Task directions>
In the forum thread below on hydrogen from battery charging, retype the passage from "obviously the smaller" up to and including "the trunks/battery compartments.", word for word.

Document excerpt>
========================================================================
# Hydrogen hazard?



## ww321q (Mar 28, 2008)

I would think that you would really have to be cooking the batteries to give off enough hydrogen to blow up . In a confined space the gas will be more apt to build to a rich enough state to be ignited . But in a garage I wouldn't think so . Maybe if your charger sticks wide open max amps and you start to melt down the batteries . Probably more chance of shorted batteries or cables getting hot and catching on fire and burning then an explosion . It may also depend on how much you love your wife  J.W.


----------



## tj4fa (May 25, 2008)

BikerA said:


> My wife is on the second floor of our garage with a propane heater. Is the H emitted during charging an explosion or fire hazard?


Definitely YES!!

The National Electric Code NFPA 70 Article 625 requires among other things an interlocked exhaust fan when charging your EV inside your garage to remove gas vapors.

Any spark or open flame (gas water heater?) can set the hydrogen gas off.

Either back off on the indoor charging until you can check into it further or jack up the life insurance policy on your wife.


----------



## Schmism (Aug 16, 2008)

tj4fa said:


> Definitely YES!!
> 
> The National Electric Code NFPA 70 Article 625 requires among other things an interlocked exhaust fan when charging your EV inside your garage to remove gas vapors.
> 
> ...



the sky is falling the sky is falling.....

H2 requires 4% concentration to ignite. 

some back of the envolope calcs
20x20x8' garage.... =3200cubic ft
4% concentration of 3200cuft = 128 cuft of H2

you know one of those compressed H2 cylinders....










a standard H2 tank is 300cuft. so you'd have to release almost half a tank of H2 in your garage before worrying about blowing up the house.

obviously the smaller the space the less of it you need before it reaches that magic 4% concentration, which is why they recommended venting the trunks/battery compartments.

personally id be more worried about CO poisoning with the propane heater. but suffocating to death never sounds as bad as blowing up.


----------



## ww321q (Mar 28, 2008)

Oh God ! thank you Schmism !!! I think there is a greater danger of the electric system or charger system starting a fire then hydrogen gas blowing up . J.W.


----------



## madderscience (Jun 28, 2008)

Battery charging CAN create enough H2 for a hydrogen explosion:
www.mikeholt.com/documents/safety/pdf/messagefromfiremarshall.pdf

Its true that this example isn't an EV and there are more batteries here than any normal EV has, and it sounds like several things went wrong to cause it, but scale everything down proportionally and a small garage with an EV parked in it and charging for a couple days could do it.

A bigger risk though might be if your EV has unventilated, sealed battery compartments such as a trunk which can capture the gas and concentrate it; and this compartment also has electrical wiring. I put ventilation fans into my car in a couple of places that run when charging and driving to avoid gas buildup.

Short answer, install some ventilation or charge outside. Doesn't need to be a whole lot. an exhaust fan mounted high, or a ridge vent would do it.


----------



## ww321q (Mar 28, 2008)

That stuff ain't that dangerous !!! J.W.


----------



## TX_Dj (Jul 25, 2008)

Just for clarity-

The hindenburg (and other hydrogen-filled dirigibles) did not catch fire due to the hydrogen, but due to the skin that holds the hydrogen in for lift.

If you have a high enough concentration of hydrogen (i.e. sufficient lack of air), then it will not burn. All fuels require some ratio of oxygen in order to burn.
========================================================================
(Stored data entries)
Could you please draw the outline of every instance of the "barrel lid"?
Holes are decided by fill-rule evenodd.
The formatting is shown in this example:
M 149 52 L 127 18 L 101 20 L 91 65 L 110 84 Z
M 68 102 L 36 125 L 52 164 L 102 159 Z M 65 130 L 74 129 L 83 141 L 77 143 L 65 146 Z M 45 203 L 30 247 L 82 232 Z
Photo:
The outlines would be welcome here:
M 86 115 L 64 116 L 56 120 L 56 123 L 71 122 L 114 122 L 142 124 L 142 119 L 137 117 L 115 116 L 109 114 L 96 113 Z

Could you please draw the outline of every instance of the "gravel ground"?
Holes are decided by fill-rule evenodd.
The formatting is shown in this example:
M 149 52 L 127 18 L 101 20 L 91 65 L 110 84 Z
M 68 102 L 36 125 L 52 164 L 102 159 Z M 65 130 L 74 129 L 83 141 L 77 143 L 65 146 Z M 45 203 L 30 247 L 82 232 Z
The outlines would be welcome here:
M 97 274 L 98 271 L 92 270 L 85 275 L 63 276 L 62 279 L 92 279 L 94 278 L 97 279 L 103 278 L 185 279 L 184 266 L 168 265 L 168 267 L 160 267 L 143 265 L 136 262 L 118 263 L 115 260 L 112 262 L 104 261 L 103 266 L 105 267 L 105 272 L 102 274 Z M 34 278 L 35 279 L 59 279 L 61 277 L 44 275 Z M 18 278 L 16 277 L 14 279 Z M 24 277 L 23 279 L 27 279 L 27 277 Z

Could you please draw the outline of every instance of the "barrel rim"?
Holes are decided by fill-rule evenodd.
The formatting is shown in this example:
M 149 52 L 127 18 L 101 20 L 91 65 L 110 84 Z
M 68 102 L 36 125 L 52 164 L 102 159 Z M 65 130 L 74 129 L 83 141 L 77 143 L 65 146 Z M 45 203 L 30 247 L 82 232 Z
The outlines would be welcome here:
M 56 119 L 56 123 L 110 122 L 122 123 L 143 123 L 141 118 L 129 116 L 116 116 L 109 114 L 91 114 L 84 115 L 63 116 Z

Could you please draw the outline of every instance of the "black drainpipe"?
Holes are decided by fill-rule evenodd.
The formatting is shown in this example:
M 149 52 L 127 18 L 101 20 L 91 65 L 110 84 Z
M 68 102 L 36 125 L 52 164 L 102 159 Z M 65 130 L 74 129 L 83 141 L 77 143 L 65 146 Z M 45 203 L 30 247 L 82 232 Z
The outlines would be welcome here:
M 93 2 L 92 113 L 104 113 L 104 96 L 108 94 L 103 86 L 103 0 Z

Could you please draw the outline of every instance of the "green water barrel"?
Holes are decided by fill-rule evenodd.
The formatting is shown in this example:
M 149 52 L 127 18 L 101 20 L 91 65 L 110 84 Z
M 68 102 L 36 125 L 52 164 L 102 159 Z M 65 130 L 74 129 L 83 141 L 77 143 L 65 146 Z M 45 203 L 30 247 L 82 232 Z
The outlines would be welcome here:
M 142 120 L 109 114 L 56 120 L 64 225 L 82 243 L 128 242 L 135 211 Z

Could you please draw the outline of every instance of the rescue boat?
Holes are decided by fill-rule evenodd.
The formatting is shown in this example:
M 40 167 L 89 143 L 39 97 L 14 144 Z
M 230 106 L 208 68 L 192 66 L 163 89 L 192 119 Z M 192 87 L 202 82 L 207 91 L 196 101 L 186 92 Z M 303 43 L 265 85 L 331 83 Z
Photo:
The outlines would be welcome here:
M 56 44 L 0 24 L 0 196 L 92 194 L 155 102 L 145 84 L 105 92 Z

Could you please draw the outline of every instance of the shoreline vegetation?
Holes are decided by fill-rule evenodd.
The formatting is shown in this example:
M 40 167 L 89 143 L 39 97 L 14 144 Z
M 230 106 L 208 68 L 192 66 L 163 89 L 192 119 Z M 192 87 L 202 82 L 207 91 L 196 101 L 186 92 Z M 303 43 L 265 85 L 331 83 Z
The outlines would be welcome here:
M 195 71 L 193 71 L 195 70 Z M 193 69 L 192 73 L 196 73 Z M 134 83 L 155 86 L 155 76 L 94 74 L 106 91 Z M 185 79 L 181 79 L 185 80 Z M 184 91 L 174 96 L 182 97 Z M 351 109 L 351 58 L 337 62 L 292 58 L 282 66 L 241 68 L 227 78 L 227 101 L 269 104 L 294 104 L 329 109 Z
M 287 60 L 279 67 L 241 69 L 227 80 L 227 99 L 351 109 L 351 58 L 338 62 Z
========================================================================
Answer box>
obviously the smaller the space the less of it you need before it reaches that magic 4% concentration, which is why they recommended venting the trunks/battery compartments.